▶ [PROBLEM DETAILS] Please turn the lines from the one containing "Practice step: locate the white dress" through the end of the material into a numbered list, leaving out blank lines.

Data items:
********
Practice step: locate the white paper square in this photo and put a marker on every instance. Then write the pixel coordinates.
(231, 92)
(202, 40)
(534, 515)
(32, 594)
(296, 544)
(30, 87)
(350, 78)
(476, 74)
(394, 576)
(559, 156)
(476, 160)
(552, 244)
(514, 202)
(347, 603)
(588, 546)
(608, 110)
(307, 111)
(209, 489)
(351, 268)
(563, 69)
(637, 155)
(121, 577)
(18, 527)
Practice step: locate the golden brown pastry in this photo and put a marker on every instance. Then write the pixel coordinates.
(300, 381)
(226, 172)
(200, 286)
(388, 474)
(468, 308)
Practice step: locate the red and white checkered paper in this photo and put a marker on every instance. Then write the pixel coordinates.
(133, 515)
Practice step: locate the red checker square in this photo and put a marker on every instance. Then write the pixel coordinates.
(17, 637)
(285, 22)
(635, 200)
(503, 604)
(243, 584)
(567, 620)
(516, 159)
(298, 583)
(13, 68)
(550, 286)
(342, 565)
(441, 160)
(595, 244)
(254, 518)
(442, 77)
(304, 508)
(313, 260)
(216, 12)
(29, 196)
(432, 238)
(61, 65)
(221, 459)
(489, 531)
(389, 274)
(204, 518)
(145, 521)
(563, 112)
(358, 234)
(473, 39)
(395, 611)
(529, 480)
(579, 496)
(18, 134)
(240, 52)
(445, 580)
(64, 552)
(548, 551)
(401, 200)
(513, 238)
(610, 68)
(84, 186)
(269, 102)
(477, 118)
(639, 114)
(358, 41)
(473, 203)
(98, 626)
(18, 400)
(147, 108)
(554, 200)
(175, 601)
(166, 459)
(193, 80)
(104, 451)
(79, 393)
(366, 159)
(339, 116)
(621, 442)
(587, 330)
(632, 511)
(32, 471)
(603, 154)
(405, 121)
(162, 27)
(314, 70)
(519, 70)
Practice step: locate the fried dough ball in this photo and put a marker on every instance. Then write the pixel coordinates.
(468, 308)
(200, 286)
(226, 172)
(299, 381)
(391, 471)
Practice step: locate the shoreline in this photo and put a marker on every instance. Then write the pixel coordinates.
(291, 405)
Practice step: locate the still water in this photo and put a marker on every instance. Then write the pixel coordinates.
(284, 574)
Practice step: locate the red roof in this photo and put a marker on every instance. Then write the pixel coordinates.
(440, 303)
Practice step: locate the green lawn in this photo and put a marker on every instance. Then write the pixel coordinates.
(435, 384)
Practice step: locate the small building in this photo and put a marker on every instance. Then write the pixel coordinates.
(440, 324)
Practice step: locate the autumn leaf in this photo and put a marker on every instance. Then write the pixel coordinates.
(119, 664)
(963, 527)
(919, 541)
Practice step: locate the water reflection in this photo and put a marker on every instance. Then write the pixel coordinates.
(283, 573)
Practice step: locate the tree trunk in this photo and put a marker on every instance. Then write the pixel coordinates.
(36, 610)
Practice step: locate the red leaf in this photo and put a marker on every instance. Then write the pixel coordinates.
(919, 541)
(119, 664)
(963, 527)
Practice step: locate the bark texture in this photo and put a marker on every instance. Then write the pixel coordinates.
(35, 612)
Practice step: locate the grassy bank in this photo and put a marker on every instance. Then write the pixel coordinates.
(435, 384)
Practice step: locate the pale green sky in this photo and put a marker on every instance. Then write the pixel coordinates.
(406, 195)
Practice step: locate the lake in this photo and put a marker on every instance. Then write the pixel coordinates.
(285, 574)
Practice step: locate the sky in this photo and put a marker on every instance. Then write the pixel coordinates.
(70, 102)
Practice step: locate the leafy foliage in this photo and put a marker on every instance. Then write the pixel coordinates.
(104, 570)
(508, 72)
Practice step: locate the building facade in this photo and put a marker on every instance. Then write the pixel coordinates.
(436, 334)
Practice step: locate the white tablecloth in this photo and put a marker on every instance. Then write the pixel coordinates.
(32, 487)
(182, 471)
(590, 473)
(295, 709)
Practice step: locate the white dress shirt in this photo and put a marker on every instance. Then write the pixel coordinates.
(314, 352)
********
▶ [CORRECT RESPONSE]
1. Practice step: locate the white dress shirt in this photo and put a marker on every instance. Then write the pixel coordinates.
2. (314, 352)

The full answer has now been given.